• **Written problem**:
Begin at the line that has "woman in floral" and stop after the last line. Rewrite those lines, requests included, scaling every pixel coordinate in the answers by 2.45 and rounding each result to a whole number, with halves rounded up.

• **Data entries**:

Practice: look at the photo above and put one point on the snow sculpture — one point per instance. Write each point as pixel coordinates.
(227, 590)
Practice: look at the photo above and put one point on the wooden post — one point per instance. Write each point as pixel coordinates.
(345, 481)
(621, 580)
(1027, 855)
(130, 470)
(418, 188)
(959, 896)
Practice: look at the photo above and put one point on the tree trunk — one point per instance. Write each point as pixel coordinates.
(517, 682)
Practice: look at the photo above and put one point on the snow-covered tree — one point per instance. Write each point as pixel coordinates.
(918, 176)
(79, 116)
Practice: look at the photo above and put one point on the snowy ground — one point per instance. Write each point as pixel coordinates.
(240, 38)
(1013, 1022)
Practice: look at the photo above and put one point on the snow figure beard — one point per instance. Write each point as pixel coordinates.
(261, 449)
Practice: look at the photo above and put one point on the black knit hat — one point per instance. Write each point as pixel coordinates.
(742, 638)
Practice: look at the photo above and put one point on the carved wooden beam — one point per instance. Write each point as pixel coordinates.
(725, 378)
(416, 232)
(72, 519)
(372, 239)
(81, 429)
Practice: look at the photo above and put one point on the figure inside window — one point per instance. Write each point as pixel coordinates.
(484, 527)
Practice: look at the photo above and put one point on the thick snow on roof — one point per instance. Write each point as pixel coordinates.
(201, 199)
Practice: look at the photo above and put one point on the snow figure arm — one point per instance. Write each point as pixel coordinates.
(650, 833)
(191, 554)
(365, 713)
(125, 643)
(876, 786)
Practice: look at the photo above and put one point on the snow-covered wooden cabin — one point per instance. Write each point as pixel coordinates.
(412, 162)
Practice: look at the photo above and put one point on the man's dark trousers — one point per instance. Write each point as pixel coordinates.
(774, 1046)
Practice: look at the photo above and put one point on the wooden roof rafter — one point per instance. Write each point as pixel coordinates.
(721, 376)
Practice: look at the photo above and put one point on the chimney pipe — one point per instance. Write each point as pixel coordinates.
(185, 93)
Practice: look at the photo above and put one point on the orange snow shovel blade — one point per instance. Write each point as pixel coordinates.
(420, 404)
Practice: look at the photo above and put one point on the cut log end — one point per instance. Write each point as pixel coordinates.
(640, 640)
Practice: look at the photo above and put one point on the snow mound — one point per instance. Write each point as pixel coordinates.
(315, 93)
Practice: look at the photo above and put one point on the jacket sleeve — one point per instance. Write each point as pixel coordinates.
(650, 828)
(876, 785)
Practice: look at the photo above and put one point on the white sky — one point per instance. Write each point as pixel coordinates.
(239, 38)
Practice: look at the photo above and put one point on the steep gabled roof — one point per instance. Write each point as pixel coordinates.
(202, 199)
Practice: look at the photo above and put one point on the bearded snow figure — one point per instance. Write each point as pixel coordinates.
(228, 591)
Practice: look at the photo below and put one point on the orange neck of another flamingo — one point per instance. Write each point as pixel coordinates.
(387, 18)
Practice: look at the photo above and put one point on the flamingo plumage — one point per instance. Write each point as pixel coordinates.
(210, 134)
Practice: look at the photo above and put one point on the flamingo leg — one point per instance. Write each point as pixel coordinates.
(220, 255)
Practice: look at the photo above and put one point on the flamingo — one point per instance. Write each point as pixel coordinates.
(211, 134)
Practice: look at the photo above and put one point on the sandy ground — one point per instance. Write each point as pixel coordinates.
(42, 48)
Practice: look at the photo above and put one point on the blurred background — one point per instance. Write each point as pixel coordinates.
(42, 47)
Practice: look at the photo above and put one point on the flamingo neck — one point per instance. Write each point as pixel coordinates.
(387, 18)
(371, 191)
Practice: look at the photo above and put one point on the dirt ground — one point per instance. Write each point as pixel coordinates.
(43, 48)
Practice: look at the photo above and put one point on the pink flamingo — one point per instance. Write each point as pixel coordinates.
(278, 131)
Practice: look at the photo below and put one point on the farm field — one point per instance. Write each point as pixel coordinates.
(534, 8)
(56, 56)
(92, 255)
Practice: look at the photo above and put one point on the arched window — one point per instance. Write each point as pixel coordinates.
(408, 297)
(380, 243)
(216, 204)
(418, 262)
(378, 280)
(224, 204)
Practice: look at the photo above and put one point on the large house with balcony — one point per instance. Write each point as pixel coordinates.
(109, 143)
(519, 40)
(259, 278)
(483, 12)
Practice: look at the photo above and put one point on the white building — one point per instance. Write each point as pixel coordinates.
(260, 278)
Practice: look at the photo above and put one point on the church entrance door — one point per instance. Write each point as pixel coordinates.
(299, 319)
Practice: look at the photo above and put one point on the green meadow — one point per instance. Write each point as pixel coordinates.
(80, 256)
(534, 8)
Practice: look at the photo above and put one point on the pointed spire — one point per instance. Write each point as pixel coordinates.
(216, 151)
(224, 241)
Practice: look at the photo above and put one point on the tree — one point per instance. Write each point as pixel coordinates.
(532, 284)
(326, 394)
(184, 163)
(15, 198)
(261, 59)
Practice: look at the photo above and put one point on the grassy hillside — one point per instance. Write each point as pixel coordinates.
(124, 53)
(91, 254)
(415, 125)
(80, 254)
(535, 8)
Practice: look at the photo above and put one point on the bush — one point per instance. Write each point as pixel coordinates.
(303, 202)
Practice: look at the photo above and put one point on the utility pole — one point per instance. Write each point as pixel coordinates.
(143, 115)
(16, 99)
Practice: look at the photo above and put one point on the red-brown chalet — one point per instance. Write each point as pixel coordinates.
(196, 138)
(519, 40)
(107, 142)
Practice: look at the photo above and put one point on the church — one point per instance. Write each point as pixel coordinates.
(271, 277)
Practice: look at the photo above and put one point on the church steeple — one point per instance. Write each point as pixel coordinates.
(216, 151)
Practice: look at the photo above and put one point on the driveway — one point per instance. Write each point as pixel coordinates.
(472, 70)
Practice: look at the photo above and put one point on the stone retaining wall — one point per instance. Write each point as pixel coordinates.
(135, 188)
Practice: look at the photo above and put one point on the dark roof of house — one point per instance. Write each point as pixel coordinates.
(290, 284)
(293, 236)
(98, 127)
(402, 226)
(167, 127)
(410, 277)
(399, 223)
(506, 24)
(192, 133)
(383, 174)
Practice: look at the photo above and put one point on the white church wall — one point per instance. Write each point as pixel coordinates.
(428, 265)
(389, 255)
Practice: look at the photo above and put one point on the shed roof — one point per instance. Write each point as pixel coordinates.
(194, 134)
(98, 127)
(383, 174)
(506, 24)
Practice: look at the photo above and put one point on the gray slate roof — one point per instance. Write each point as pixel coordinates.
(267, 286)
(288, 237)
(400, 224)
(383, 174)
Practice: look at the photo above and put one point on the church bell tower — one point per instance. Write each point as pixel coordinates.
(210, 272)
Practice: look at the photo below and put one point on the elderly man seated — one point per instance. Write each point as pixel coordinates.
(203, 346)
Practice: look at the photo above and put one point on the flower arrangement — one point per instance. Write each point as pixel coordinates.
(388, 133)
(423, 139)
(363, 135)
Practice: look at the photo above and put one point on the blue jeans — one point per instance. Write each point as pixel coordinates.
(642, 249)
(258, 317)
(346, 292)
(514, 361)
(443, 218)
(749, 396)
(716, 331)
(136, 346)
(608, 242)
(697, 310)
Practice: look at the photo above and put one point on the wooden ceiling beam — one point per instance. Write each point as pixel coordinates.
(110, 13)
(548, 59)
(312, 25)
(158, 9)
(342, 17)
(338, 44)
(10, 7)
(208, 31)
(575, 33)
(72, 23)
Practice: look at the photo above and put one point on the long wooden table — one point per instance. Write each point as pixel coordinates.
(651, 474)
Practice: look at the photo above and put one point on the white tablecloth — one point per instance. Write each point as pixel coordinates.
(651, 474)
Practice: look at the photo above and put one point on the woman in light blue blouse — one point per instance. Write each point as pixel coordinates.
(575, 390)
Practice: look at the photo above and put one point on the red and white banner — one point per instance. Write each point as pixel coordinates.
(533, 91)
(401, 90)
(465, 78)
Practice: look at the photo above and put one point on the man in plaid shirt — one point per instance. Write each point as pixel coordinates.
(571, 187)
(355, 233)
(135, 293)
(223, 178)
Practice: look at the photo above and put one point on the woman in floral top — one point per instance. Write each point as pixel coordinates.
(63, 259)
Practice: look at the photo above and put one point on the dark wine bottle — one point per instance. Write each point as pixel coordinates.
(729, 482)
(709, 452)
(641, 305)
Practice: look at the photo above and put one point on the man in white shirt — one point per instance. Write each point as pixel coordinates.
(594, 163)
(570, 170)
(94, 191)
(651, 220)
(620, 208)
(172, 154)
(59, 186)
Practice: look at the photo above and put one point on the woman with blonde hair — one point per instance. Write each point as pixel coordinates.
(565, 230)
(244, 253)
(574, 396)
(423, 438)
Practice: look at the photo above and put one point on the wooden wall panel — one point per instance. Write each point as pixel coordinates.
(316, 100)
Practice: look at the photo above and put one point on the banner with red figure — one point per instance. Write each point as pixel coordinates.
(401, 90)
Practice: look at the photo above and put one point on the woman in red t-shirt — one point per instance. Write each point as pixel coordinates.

• **Result for this exercise**:
Practice: look at the photo above and put one point on the woman in floral top — one point per instance. Write each point as pixel coordinates.
(154, 635)
Practice: look at the photo above and put one point on the dark wine bottle — one point per instance. Write each point as pixel coordinates.
(1786, 1181)
(1737, 1107)
(1570, 747)
Practice: look at the photo above and put one point on the man in white shirt — one point per instance. Write each point as pixel coordinates.
(1455, 399)
(1397, 417)
(230, 468)
(1595, 539)
(1519, 510)
(421, 377)
(145, 456)
Practice: look at the photo above and put one point on the woman with blonde hair — one point per instance. Write each point as pixel coordinates.
(1384, 564)
(598, 620)
(1406, 970)
(1036, 1073)
Practice: look at the photo above and put one point on the wooden wall panel — one point per instance. Write each point as pixel coordinates.
(774, 245)
Practice: look at the photo above and put one point on the banner with red figure — one point per instance. Write each point as pixel coordinates.
(982, 221)
Practice: look at the photo above and put one point on the woman in red t-shirt — one point per instance. Write each point as pixel coordinates.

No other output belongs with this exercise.